§ **GIVEN DATA**
#####
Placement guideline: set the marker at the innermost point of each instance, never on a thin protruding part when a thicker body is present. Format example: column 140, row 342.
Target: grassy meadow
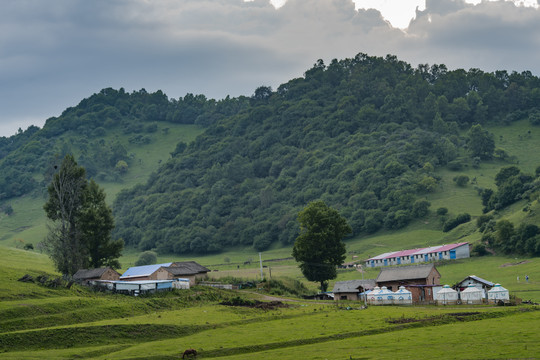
column 28, row 222
column 37, row 322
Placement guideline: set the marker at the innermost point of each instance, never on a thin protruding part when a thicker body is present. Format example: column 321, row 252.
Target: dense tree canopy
column 319, row 248
column 366, row 135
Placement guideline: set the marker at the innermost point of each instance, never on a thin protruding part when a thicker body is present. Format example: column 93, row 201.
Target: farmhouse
column 351, row 289
column 85, row 276
column 420, row 280
column 187, row 270
column 498, row 293
column 413, row 256
column 166, row 271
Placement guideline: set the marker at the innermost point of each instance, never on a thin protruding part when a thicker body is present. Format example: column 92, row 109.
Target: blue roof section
column 145, row 270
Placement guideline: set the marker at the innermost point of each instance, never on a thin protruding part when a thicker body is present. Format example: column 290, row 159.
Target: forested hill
column 362, row 134
column 98, row 130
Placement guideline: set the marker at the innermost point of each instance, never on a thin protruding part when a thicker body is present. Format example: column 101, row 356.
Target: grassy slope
column 28, row 223
column 77, row 324
column 66, row 324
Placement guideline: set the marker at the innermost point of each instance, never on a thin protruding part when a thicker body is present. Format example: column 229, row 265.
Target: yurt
column 387, row 296
column 446, row 296
column 403, row 296
column 472, row 295
column 497, row 293
column 373, row 297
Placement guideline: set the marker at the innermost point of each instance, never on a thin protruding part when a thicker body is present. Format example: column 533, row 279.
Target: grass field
column 76, row 323
column 38, row 322
column 28, row 223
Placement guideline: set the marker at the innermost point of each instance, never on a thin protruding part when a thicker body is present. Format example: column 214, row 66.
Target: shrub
column 461, row 180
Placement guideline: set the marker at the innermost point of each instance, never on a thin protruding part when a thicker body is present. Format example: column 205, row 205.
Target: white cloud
column 54, row 53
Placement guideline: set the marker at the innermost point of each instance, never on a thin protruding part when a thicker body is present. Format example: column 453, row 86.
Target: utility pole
column 260, row 262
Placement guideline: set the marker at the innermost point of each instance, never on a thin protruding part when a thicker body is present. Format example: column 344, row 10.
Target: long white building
column 414, row 256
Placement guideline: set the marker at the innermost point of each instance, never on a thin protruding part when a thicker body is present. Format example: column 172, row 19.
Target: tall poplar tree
column 79, row 235
column 319, row 248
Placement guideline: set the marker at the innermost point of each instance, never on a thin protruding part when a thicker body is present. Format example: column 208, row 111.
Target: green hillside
column 373, row 137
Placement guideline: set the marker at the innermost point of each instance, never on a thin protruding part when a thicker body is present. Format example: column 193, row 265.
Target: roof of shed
column 146, row 270
column 353, row 285
column 477, row 279
column 405, row 273
column 418, row 251
column 82, row 274
column 186, row 268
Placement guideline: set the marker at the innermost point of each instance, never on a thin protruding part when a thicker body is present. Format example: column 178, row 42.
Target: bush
column 461, row 180
column 146, row 258
column 442, row 211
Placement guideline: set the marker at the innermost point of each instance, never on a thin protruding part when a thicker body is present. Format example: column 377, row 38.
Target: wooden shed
column 167, row 271
column 85, row 276
column 480, row 283
column 187, row 270
column 418, row 279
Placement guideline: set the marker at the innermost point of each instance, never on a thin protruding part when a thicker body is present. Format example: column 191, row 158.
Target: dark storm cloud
column 54, row 53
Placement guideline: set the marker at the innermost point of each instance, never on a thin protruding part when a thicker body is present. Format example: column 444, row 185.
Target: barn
column 498, row 293
column 480, row 283
column 86, row 276
column 166, row 271
column 420, row 280
column 187, row 270
column 351, row 289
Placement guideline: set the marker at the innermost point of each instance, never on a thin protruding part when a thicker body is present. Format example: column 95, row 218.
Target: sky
column 55, row 53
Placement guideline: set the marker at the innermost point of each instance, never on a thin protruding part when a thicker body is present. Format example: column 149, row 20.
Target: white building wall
column 462, row 252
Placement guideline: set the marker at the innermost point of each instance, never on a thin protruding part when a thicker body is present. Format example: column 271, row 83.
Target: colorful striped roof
column 419, row 251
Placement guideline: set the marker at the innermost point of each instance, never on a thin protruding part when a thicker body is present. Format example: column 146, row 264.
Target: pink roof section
column 419, row 251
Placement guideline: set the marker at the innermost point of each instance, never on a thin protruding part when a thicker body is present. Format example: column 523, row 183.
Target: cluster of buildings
column 420, row 255
column 419, row 284
column 143, row 279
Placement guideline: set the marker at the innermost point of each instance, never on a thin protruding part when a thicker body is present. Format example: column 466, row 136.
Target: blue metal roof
column 145, row 270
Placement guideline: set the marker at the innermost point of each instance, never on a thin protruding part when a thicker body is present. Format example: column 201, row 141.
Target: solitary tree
column 96, row 223
column 319, row 248
column 63, row 241
column 480, row 142
column 79, row 235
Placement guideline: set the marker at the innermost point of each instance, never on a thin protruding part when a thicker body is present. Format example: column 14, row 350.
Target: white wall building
column 497, row 293
column 414, row 256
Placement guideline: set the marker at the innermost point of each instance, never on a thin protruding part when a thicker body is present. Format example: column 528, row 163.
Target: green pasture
column 38, row 322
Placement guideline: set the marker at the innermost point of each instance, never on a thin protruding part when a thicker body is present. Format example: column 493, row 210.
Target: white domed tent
column 472, row 295
column 373, row 297
column 498, row 293
column 387, row 296
column 446, row 296
column 403, row 296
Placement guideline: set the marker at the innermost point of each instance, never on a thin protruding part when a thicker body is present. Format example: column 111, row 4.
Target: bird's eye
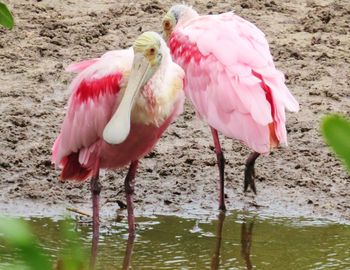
column 167, row 25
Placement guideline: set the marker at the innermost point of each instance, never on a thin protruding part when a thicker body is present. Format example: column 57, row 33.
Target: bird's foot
column 249, row 178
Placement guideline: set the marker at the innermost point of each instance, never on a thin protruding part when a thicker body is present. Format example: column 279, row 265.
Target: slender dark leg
column 246, row 243
column 95, row 187
column 215, row 261
column 129, row 184
column 249, row 172
column 221, row 165
column 128, row 252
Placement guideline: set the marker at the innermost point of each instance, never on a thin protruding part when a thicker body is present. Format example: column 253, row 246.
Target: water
column 237, row 241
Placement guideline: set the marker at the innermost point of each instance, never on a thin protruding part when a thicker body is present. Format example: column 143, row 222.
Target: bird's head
column 148, row 54
column 176, row 14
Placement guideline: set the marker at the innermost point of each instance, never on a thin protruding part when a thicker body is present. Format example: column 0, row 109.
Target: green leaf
column 17, row 235
column 6, row 18
column 336, row 131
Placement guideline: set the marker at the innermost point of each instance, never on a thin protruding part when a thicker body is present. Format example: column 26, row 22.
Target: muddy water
column 237, row 241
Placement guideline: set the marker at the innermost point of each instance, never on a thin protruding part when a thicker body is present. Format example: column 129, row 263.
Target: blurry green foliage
column 336, row 131
column 6, row 18
column 18, row 236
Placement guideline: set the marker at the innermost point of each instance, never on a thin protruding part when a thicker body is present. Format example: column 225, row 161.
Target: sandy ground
column 310, row 42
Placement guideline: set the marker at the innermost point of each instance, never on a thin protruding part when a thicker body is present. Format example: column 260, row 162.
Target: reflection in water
column 166, row 242
column 128, row 252
column 94, row 249
column 215, row 261
column 246, row 242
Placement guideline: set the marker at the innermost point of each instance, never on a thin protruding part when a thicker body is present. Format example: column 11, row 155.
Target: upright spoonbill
column 231, row 80
column 120, row 105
#####
Every line from the one containing "26, row 22." to the end of the material above must be written out exactly. Nothing else is wanted.

Placement guideline: set the marker at the innermost point of each instance, never on a thin protruding part when a thicker body is present. Format example: column 26, row 22.
Target: muddy water
column 237, row 241
Placement guideline: set the marker at the innermost point of each instance, never on a thin protruding part when a thicker body is present. Format example: column 129, row 263.
Target: blurry green foliage
column 336, row 131
column 6, row 18
column 18, row 236
Placement guideline: set the marker at the innermost point of each instance, never on a thin protruding part when a thicker body is present. Format example: column 225, row 161.
Target: sandy ground
column 310, row 42
Placement guideline: set the marker at the innermost point of each instance, never on a thin protruding part when a thicker body is present. Format example: column 260, row 162.
Target: reflection in water
column 166, row 242
column 128, row 252
column 94, row 249
column 215, row 261
column 246, row 242
Placement guideline: set the marker at the innermost point of each instance, never on a thin protruding part when a thicker body is present. Format example: column 11, row 155.
Target: upright spoonbill
column 231, row 80
column 120, row 105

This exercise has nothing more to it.